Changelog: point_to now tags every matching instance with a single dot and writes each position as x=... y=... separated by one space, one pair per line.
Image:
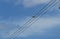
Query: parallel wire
x=30 y=24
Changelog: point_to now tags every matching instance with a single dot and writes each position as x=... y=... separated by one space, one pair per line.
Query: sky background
x=14 y=13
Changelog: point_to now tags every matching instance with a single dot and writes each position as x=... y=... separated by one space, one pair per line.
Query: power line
x=30 y=22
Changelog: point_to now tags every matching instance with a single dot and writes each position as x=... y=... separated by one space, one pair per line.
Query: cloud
x=26 y=3
x=40 y=26
x=30 y=3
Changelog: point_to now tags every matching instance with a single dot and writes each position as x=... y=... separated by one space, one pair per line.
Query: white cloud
x=40 y=26
x=27 y=3
x=30 y=3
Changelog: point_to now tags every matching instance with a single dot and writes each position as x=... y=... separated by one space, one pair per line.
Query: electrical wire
x=30 y=22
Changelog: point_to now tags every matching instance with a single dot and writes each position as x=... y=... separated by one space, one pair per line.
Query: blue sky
x=14 y=13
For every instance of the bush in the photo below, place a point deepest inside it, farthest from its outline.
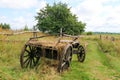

◇ ◇ ◇ ◇

EXERCISE OBJECTIVE
Once the pictures are dropped, please print every remaining line of the material verbatim.

RESULT FOR THIS TASK
Changelog: point_to now tags every matching instance with a single dot and writes each position as x=... y=... separated by one space, one pair per line.
Image:
Query: parallel wire
x=30 y=24
Changelog: point_to now tags every matching instance with a single dot and writes each position as x=... y=... separated by one space, one pair per line.
Query: sky background
x=14 y=13
Changelog: point_to now tags every matching instance with a single dot and writes each position as x=... y=... separated by one space, one pair per line.
Query: power line
x=30 y=22
Changelog: point_to now tags every matching instance with a single dot and writes each position as x=... y=... separated by one space, one pair per line.
Query: cloud
x=26 y=3
x=40 y=26
x=30 y=3
Changelog: point_to now tags every matching instance with a single dot and writes each position as x=... y=... separated by one space, one pair per line.
Query: white cloud
x=40 y=26
x=27 y=3
x=30 y=3
Changelog: point_to now tags every matching instance with a single dot and writes each position as x=... y=... separated by one space, one pair per line.
Query: electrical wire
x=30 y=22
Changelog: point_to now tags every matching instance with a single dot and writes each position as x=... y=... separated by one space, one pair per line.
Query: blue sky
x=14 y=13
For every instance of the bush in the photo below, place a point deepest inside it, farthest from its outline.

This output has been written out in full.